Simple Implementation of the BLAST algorithm

The objective of this project is to develop a simple PERL implementation of the ungapped BLAST algorithm for the comparison of two protein (or DNA) sequences according to a specified scoring matrix.

INTRODUCTION

A protein has one or more active sites that characterize its biochemical function. Acceptance of mutations in the middle of an active site is uncommon as they can disrupt the protein function. On the other hand, the segments between the active sites usually allow for more mutations, as they play a role in giving the protein its shape but not in its function.

Accordingly, when comparing two proteins to infer a potential functional homology, we must take into account this variability. It is for this reason that the standard way of performing these searches is with local alignment algorithms. A local alignment of two sequences is an alignment of any substring of one sequence with any substring of the other sequence.

The local similarity of two sequences is defined as the highest score obtained by any local alignment between the two sequences. The Needleman-Wunsch dynamic programming algorithm for the global alignment of two sequences can be modified to produce a local alignment. This new algorithm is known as the Smith-Waterman algorithm (SW). The SW algorithm is, however, very slow when searching a large amount of sequences.

A way of improving the running time of the comparison algorithm is using 'heuristics'. This means that, although they can find the best scoring alignment, there is no guarantee of doing so. BLAST is one of those heuristics methods.

BLAST heuristic relies on the following two assumptions:

  1. The first is that most high-scoring alignments contain one or more high-scoring pairs of W-letter substrings called words. The value used for W is typically 3 for aminoacids (10 for nucleotides), but it can vary. BLAST collects seed-alignments by identifying places in both sequences where high-scoring word pairs occur.
  2. The second is that homologous sequences usually contain gap-free alignments of considerable length. Accordingly, the seed-alignments can be subsequently extended to form gap-free alignment blocks.

GIVEN ENTRIES —
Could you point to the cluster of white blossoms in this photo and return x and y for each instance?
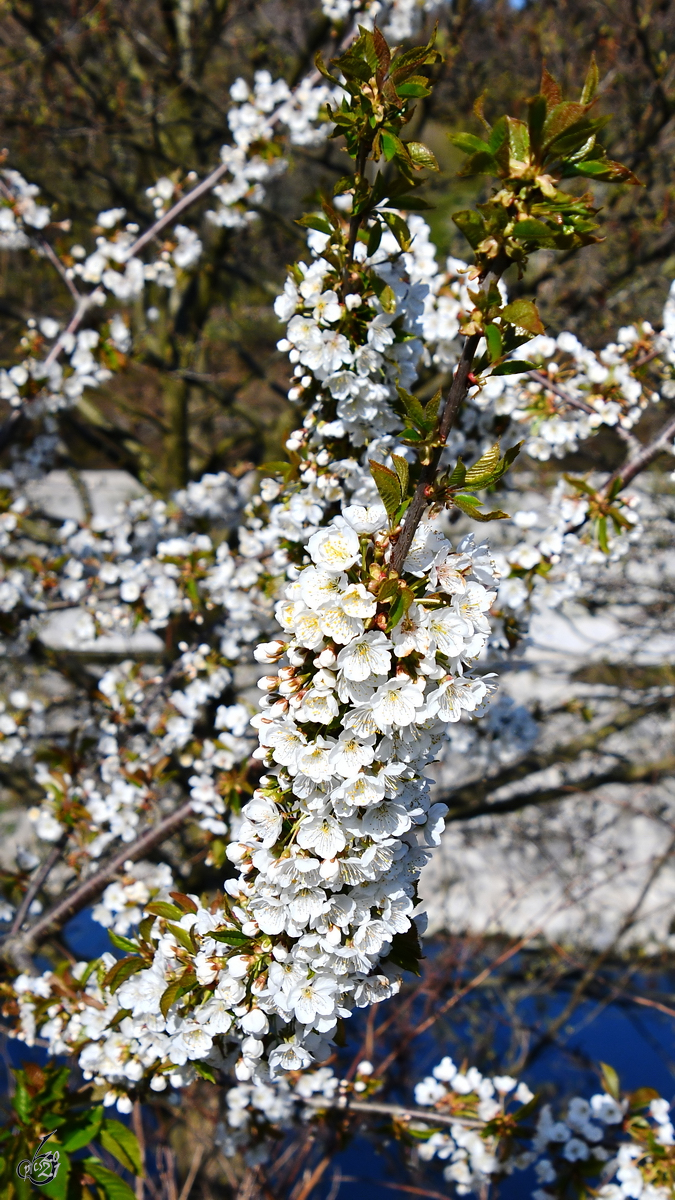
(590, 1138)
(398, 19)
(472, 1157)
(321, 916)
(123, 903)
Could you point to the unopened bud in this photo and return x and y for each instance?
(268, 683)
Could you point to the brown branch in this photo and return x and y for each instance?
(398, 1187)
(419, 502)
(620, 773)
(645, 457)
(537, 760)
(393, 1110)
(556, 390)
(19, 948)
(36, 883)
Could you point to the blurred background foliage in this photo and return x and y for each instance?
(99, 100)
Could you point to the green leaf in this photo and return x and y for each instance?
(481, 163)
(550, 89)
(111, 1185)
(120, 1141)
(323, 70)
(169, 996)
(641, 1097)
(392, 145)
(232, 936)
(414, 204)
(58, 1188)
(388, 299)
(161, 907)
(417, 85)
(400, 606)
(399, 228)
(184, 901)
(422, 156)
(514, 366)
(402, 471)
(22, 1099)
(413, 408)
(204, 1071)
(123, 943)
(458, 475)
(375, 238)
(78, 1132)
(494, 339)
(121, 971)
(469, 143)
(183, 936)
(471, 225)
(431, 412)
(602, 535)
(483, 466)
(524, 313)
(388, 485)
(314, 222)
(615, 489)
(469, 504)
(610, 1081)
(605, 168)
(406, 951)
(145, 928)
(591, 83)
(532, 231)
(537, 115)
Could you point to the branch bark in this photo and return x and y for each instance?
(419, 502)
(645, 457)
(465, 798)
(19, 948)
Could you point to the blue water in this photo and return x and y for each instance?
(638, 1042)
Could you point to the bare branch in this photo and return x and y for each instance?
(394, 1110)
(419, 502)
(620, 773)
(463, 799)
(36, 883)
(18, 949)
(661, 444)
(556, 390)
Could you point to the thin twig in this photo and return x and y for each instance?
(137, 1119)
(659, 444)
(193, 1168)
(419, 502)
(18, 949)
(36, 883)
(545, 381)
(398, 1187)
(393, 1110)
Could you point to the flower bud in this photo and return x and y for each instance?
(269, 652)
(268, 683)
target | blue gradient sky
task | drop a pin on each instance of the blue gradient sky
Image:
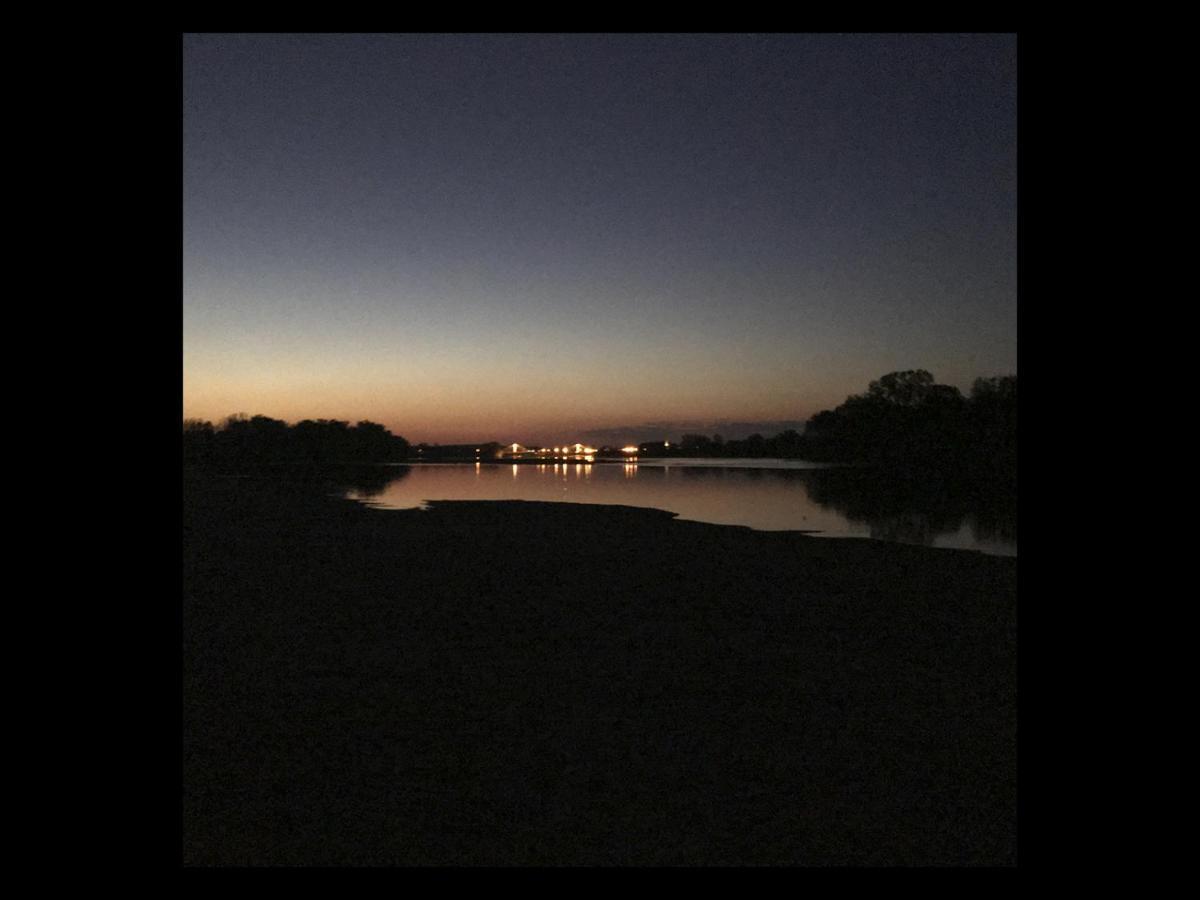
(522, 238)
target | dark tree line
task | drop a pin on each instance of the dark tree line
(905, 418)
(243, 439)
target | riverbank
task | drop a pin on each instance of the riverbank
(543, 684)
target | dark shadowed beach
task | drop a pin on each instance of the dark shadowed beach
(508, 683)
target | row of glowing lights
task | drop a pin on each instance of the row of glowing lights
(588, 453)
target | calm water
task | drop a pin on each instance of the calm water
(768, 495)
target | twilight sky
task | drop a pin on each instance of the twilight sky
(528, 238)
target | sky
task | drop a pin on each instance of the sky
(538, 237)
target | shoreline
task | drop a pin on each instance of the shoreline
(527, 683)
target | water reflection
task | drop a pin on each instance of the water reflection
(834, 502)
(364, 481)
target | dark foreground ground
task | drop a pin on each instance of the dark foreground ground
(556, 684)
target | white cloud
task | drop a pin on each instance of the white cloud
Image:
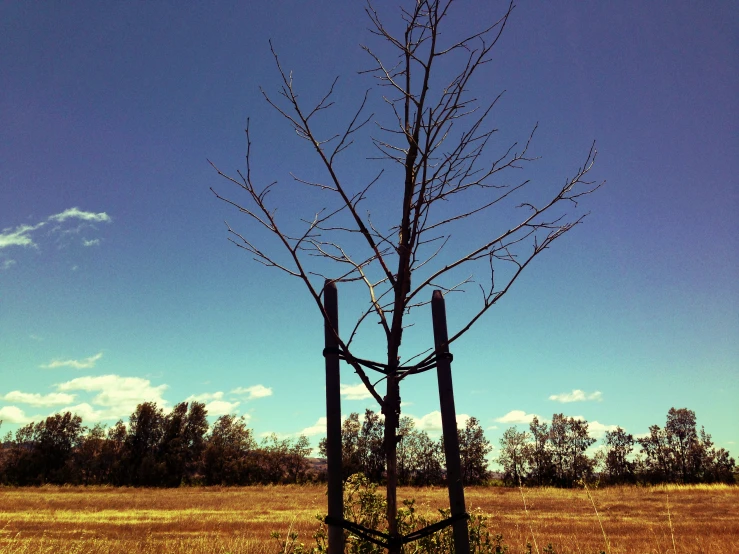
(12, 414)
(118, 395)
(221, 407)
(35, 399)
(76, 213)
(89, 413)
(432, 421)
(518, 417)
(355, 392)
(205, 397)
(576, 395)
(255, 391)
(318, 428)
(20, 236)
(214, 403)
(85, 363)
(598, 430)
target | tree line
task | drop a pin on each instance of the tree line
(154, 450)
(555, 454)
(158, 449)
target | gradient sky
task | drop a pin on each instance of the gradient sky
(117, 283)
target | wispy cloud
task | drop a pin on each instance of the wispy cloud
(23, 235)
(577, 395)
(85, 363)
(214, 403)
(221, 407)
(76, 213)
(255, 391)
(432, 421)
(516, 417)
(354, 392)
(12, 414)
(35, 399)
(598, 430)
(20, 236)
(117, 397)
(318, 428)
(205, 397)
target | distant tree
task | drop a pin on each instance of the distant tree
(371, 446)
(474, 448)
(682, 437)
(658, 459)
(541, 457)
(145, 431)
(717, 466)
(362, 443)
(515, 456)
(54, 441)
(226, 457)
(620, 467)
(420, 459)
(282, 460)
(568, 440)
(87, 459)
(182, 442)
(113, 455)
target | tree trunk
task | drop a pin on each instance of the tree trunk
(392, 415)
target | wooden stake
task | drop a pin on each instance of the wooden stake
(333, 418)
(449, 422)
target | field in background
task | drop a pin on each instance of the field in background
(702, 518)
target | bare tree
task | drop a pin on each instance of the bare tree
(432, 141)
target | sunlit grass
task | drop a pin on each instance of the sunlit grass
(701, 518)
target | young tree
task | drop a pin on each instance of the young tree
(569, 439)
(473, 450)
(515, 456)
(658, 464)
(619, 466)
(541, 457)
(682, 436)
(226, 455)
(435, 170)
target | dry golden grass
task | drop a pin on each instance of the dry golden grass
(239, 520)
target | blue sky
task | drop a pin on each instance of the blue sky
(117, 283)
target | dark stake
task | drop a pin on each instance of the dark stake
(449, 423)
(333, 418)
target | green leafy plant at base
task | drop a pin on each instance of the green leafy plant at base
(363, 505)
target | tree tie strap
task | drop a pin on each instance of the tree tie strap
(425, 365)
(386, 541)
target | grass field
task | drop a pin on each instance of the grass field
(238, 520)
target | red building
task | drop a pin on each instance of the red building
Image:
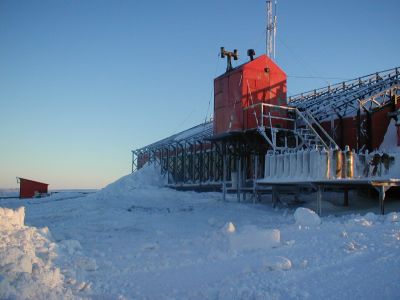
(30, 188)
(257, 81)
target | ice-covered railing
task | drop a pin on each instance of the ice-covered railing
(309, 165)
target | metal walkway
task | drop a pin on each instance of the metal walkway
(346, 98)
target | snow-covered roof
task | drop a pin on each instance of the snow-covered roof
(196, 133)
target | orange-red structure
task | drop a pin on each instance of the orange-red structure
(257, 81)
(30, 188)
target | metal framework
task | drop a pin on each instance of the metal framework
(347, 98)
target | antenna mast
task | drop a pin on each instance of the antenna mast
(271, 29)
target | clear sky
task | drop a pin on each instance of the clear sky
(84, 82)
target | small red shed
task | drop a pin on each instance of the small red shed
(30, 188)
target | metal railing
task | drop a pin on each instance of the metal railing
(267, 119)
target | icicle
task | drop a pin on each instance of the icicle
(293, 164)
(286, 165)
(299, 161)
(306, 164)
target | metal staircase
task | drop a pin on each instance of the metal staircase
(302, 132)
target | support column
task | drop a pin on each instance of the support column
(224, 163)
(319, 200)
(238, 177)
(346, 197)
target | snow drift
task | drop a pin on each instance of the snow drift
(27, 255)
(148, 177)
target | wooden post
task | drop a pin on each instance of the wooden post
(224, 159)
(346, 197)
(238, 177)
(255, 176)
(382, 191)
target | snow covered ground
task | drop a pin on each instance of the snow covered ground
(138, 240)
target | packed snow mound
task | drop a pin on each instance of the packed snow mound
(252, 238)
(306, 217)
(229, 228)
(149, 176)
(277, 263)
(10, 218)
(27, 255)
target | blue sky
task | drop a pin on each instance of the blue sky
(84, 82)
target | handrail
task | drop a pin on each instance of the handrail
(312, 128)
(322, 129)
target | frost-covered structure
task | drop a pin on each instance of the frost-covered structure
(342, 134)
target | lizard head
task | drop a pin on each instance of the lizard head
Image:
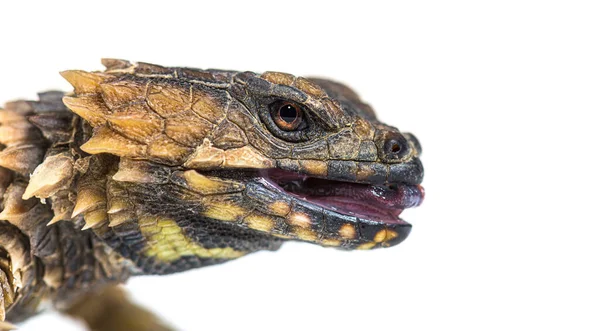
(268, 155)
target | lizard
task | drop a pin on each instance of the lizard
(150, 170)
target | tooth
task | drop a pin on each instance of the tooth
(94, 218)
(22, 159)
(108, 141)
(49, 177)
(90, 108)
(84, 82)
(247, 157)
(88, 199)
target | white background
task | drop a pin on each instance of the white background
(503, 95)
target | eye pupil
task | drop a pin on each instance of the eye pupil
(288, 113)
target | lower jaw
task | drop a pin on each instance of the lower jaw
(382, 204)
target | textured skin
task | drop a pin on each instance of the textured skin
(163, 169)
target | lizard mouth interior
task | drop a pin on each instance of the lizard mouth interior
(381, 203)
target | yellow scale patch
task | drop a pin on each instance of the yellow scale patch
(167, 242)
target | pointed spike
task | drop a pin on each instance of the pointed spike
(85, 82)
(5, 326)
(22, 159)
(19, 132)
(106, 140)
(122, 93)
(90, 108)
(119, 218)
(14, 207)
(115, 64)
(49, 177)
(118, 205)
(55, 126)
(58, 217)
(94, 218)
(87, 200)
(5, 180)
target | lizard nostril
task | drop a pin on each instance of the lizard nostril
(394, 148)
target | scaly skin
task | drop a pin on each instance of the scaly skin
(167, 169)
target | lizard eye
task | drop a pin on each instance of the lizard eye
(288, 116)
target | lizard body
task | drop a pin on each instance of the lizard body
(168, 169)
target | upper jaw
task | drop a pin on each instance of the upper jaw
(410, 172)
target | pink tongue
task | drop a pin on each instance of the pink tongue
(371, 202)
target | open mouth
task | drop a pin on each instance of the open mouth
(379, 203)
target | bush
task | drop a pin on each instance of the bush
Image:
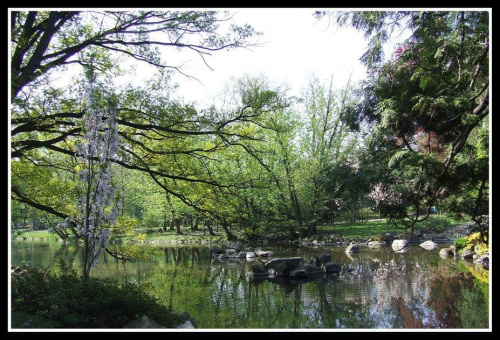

WHAT YOU WILL DO —
Reproduce the BLAST implementation text above word for word, from its title through its final sentence.

SOLUTION TO THIS EXERCISE —
Simple Implementation of the BLAST algorithm

The objective of this project is to develop a simple PERL implementation of the ungapped BLAST algorithm for the comparison of two protein (or DNA) sequences according to a specified scoring matrix.

INTRODUCTION

A protein has one or more active sites that characterize its biochemical function. Acceptance of mutations in the middle of an active site is uncommon as they can disrupt the protein function. On the other hand, the segments between the active sites usually allow for more mutations, as they play a role in giving the protein its shape but not in its function.

Accordingly, when comparing two proteins to infer a potential functional homology, we must take into account this variability. It is for this reason that the standard way of performing these searches is with local alignment algorithms. A local alignment of two sequences is an alignment of any substring of one sequence with any substring of the other sequence.

The local similarity of two sequences is defined as the highest score obtained by any local alignment between the two sequences. The Needleman-Wunsch dynamic programming algorithm for the global alignment of two sequences can be modified to produce a local alignment. This new algorithm is known as the Smith-Waterman algorithm (SW). The SW algorithm is, however, very slow when searching a large amount of sequences.

A way of improving the running time of the comparison algorithm is using 'heuristics'. This means that, although they can find the best scoring alignment, there is no guarantee of doing so. BLAST is one of those heuristics methods.

BLAST heuristic relies on the following two assumptions:

  1. The first is that most high-scoring alignments contain one or more high-scoring pairs of W-letter substrings called words. The value used for W is typically 3 for aminoacids (10 for nucleotides), but it can vary. BLAST collects seed-alignments by identifying places in both sequences where high-scoring word pairs occur.
  2. The second is that homologous sequences usually contain gap-free alignments of considerable length. Accordingly, the seed-alignments can be subsequently extended to form gap-free alignment blocks.